## Stated task
Collect each line below that contains the word "background".

** Begin **

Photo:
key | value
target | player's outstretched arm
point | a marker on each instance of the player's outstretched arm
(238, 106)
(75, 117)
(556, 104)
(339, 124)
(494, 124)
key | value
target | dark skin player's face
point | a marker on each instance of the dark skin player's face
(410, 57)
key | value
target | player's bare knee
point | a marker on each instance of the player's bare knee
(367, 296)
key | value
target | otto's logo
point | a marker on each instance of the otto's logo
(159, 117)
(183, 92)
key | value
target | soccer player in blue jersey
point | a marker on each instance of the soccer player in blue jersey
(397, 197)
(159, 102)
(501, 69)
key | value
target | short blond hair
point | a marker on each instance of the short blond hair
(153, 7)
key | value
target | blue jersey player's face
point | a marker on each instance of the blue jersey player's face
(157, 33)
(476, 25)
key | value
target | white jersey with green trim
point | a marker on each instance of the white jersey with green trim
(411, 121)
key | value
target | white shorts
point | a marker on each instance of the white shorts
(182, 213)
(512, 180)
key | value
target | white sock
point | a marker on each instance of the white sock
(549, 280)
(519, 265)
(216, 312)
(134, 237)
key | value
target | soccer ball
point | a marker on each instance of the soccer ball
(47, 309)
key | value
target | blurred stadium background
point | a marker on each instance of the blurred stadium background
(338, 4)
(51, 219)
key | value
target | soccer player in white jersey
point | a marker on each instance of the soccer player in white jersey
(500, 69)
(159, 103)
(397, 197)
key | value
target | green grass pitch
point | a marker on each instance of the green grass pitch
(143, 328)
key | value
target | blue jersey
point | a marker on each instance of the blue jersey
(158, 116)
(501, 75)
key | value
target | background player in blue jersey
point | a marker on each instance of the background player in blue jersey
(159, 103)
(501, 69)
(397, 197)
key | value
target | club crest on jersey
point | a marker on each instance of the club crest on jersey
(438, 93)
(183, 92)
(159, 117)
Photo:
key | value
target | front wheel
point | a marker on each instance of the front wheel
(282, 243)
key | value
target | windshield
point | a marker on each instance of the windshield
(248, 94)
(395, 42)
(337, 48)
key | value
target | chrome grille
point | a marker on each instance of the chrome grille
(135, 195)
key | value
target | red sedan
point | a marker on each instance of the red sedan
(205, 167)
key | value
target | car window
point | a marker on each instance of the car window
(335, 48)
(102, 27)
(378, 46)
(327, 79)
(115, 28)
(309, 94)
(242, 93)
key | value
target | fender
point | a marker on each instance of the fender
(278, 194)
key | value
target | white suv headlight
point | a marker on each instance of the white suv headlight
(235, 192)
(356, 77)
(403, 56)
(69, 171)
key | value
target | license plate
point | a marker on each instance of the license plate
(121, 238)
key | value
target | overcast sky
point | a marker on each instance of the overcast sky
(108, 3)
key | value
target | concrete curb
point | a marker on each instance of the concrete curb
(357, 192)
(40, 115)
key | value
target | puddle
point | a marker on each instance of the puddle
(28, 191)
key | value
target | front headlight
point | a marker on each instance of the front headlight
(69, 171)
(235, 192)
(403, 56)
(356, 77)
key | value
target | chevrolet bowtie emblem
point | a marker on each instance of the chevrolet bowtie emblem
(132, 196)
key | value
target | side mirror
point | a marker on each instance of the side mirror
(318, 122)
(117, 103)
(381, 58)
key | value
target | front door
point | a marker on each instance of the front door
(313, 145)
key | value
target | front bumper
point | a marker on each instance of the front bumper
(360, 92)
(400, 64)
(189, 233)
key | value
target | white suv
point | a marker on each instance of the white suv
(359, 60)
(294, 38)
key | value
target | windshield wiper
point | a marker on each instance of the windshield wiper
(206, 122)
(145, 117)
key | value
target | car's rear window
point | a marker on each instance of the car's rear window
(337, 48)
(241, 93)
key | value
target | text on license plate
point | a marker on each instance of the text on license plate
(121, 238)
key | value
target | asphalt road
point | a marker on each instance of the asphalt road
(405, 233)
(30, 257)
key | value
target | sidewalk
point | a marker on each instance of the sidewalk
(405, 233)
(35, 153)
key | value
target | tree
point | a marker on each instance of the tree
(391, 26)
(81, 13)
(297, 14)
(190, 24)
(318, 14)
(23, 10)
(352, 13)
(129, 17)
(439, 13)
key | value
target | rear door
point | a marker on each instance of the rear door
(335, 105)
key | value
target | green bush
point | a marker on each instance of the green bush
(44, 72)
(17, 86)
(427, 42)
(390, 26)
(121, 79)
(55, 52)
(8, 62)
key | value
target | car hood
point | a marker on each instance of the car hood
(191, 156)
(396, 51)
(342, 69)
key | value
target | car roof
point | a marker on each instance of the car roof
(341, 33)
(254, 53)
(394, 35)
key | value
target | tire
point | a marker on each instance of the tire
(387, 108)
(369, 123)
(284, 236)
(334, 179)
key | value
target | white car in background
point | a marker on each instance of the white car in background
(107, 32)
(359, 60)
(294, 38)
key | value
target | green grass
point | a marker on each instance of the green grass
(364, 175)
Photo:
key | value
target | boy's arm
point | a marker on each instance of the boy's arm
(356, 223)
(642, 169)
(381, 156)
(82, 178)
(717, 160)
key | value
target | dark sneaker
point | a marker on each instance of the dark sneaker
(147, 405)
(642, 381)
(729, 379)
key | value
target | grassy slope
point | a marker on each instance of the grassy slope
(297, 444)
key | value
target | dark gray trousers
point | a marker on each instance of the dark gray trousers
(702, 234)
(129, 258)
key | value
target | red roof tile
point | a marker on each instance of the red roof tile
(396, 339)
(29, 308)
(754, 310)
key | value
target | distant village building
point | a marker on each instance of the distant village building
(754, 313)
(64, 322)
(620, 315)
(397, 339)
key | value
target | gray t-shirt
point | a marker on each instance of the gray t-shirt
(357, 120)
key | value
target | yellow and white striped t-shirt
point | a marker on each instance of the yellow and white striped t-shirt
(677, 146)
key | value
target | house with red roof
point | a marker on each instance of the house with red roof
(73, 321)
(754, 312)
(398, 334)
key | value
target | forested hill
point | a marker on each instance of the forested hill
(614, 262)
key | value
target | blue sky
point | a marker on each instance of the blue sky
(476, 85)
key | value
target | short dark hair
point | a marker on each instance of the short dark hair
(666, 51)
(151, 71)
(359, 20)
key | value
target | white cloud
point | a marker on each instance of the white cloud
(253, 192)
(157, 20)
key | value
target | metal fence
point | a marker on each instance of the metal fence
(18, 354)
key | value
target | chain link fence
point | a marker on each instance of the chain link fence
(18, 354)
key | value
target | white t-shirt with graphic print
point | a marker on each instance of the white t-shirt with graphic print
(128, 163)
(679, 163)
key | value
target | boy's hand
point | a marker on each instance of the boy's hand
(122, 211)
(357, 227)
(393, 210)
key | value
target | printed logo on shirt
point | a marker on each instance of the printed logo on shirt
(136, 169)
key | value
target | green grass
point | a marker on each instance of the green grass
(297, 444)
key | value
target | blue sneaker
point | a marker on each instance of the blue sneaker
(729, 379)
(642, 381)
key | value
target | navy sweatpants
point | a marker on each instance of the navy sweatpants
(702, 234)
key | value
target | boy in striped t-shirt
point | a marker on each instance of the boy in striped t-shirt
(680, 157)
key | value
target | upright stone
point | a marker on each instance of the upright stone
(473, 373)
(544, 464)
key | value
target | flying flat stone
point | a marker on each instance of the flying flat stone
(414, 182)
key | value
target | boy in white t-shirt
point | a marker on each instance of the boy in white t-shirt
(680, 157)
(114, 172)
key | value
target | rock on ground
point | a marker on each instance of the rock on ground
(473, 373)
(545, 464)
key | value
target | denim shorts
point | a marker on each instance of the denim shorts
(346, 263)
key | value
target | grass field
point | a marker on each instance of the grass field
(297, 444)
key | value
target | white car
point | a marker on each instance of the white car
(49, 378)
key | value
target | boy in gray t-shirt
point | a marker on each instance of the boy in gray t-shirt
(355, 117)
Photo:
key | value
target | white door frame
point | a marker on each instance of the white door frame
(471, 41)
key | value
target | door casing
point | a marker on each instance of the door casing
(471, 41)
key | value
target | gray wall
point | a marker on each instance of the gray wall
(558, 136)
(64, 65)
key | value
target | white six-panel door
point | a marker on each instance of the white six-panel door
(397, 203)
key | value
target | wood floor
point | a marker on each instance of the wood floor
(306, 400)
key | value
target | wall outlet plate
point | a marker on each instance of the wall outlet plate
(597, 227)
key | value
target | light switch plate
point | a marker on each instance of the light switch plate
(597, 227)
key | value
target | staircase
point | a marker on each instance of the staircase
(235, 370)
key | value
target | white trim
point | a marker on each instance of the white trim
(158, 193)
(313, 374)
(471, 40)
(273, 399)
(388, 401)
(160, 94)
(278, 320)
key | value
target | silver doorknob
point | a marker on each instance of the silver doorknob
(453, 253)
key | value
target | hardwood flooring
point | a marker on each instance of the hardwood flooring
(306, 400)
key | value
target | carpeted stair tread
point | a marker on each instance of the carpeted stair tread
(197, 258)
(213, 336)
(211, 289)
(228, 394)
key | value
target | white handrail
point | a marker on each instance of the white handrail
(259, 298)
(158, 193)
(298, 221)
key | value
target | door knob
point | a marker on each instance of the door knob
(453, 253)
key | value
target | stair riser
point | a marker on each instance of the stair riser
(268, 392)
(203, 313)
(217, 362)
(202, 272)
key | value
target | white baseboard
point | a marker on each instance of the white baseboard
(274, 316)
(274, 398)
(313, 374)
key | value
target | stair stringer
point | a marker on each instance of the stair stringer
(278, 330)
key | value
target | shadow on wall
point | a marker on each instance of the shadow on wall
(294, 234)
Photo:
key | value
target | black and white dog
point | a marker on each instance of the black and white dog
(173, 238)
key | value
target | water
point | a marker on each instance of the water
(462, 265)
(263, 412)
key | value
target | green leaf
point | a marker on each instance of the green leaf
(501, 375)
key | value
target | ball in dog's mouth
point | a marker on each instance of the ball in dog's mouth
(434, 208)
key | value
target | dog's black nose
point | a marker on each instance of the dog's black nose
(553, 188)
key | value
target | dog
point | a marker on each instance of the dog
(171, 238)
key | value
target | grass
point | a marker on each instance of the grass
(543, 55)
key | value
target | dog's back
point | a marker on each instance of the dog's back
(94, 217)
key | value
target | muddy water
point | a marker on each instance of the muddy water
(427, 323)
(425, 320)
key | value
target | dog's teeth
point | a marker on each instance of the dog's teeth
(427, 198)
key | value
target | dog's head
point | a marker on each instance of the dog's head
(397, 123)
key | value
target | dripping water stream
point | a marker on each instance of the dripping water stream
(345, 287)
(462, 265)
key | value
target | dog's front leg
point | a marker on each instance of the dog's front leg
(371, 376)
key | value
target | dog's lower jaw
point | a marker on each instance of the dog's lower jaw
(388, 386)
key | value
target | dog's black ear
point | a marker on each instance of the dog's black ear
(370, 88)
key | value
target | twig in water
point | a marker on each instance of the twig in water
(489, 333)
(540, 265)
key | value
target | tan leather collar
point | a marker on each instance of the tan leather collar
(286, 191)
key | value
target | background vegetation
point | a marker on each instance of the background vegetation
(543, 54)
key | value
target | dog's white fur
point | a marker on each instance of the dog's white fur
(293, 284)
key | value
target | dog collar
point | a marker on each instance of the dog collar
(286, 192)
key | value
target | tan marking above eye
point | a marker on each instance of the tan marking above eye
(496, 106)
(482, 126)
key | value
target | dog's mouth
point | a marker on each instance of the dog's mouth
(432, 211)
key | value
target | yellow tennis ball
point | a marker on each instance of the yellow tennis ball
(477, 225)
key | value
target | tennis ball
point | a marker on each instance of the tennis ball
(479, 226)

** End **

## Task output
target | blurred stadium background
point | a marker on each instance of the blurred stadium background
target | background player in blue jersey
point | a marker on each instance of the background player in blue jersey
target | white car in background
point | a marker on each instance of the white car in background
target | background vegetation
point | a marker on each instance of the background vegetation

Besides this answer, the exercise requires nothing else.